Your goal:
Repeat every line of the data exactly, but not the pictures.

Excerpted data:

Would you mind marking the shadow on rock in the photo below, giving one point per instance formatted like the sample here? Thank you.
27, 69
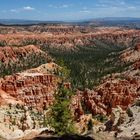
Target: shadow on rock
64, 137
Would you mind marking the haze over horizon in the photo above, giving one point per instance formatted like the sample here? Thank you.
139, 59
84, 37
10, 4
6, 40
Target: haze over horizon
68, 9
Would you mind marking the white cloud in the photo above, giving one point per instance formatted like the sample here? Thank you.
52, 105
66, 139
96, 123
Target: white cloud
60, 6
13, 10
85, 11
28, 8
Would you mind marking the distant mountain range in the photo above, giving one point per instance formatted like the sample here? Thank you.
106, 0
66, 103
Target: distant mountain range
108, 21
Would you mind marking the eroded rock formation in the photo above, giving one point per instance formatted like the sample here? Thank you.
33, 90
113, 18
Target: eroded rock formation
34, 89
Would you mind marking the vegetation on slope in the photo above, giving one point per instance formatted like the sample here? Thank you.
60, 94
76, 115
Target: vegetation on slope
89, 64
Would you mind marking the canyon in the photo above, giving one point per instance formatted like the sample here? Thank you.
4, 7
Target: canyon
31, 72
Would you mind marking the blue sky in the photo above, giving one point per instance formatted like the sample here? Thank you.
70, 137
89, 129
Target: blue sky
68, 9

Reply:
Would you mind marking the shadow on rock in the photo below, giving one point per instance formatted like the sample here? Thank you.
27, 69
Target: shadow on rock
64, 137
Would you mind marking the haze over horizon in the photo above, giving one point per instance formatted like the sample here? Thank you.
139, 59
84, 37
10, 4
6, 40
Target: haze over horizon
68, 9
Would you mind marking the white cloud in the photo above, giving one point per instance formatted like the sample here? Thank you.
52, 105
66, 139
96, 123
Target: white cloud
60, 6
13, 10
85, 11
28, 8
Would you mind marking the distant mountain range in the photo above, giving one point per instance formatted like the sample here? Thank you.
106, 0
66, 103
Target: distant mountain range
108, 21
Would you mind marking the eroded rock formation in the photo above, giving one point per instance formatted like the sample here? Thank you.
33, 90
113, 18
Target: eroded rock formation
34, 89
Would you mind marking the vegetation on slope in the photo above, giving one point per instance formatted like the sample here? Thank you.
60, 94
76, 115
Target: vegetation on slope
89, 64
Would you mind marking the canyon in the photo above, giving one point per instance formatted like the sample here? Thank you.
4, 7
Target: canyon
31, 72
Would you mind marking the blue sky in the photo above, giving one point per instance formatted like the sample here? Thank you.
70, 137
89, 129
Target: blue sky
68, 9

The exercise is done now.